RECORDS FOR PROCESSING START

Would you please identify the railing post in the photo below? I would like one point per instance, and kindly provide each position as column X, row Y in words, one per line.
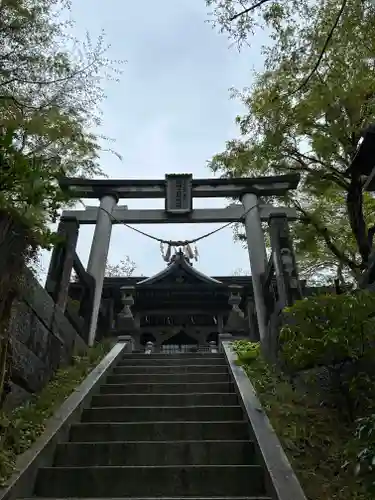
column 224, row 337
column 149, row 348
column 129, row 342
column 213, row 347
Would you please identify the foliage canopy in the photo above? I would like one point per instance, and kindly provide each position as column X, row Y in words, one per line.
column 313, row 130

RECORDS FOR PROCESSING END

_EXERCISE_:
Would you reproduce the lines above exactly, without carrying over the pictures?

_WRITTEN SOLUTION_:
Would you please identify the railing post in the photo below? I would like one point per instance, and kindly provide each position as column X, row Y in words, one per line.
column 224, row 337
column 149, row 348
column 129, row 342
column 213, row 347
Would you please identify the foliage canopy in the photo above? I would like one point per instance, and kindly provide each position as column X, row Y in words, one per line.
column 313, row 130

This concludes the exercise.